◆ **Reading passage**
"""

Re: [git pull] drm: previous pull req + 1.

From: Andrew Lutomirski
Date: Sun Jun 21 2009 - 14:50:43 EST


On Sun, Jun 21, 2009 at 1:13 PM, Linus
Torvalds<torvalds@xxxxxxxxxxxxxxxxxxxx> wrote:
>
>
> On Sun, 21 Jun 2009, Linus Torvalds wrote:
>>
>> Dave - no amount of userspace differences make a corrupted page table
>> acceptable.
>>
>> This needs to be fixed. No excuses. Kernel crashes are never an issue of
>> "you used the wrong user space".
>
> So "corrupted page table" means that one of the reserved bits was set, and
> we get a page fault with the PF_RSVD bit on in the error code.
>
> Looking at the debug output, it says
>
>        PGD        12148a067
>        PUD        12148b067
>        PMD        121496067
>        PTE ffffc90011780237
>
> where the top-level entries look fine, but the PTE is total crap. It looks
> like it has filled in the page frame number with a virtual address rather
> than with an actual page
>
> The PTE _should_ look like this:
>
>  - bit 63: NX
>  - bits 62-52: zero (available to sw, but I don't think we use them)
>  - bits 51-47: zero (reserved)
>  - bits 46-12: page frame
>  - bits 11-0: protection and PAT bits etc (bits 8-7 are also reserved)
>
> and that PTE clearly does not match.
>
> Strictly speaking, that "47-bit" physical address is purely theoretical. I
> think existing CPU's are limited to 40 bits or so, so there are even more
> reserved bits.
>
> Anyway, here's a totally UNTESTED patch that hopefully gives a warning on
> where exactly we set the invalid bits. Andy, mind trying it out? You
> should get the warnign much earlier, and it should have a much more useful
> back-trace.

Your patch worked. Photo attached.

--Andy

Attachment: radeon_modeset_crash_2.jpg
Description: JPEG image

"""

◆ **List of tasks**
1. In the part of the kernel crash thread that opens with the words containing "On Sun, Jun" and closes with "the error code.", substitute "damaged page table" for "corrupted page table" and give the part again.
2. According to the kernel crash thread, which bits of a correct PTE hold the page frame?
Work only from the kernel crash thread.

◆ **Material**

"""

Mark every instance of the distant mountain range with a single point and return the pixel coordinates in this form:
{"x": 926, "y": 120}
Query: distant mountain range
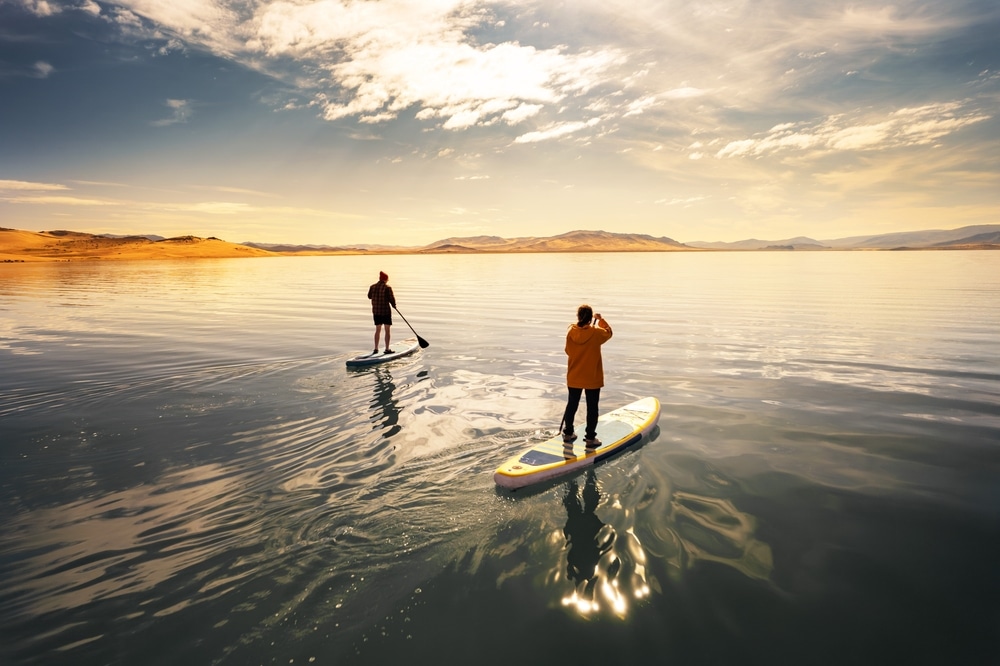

"""

◆ **List of solutions**
1.
On Sun, Jun 21, 2009 at 1:13 PM, Linus
Torvalds<torvalds@xxxxxxxxxxxxxxxxxxxx> wrote:
>
>
> On Sun, 21 Jun 2009, Linus Torvalds wrote:
>>
>> Dave - no amount of userspace differences make a damaged page table
>> acceptable.
>>
>> This needs to be fixed. No excuses. Kernel crashes are never an issue of
>> "you used the wrong user space".
>
> So "damaged page table" means that one of the reserved bits was set, and
> we get a page fault with the PF_RSVD bit on in the error code.

2. Bits 46-12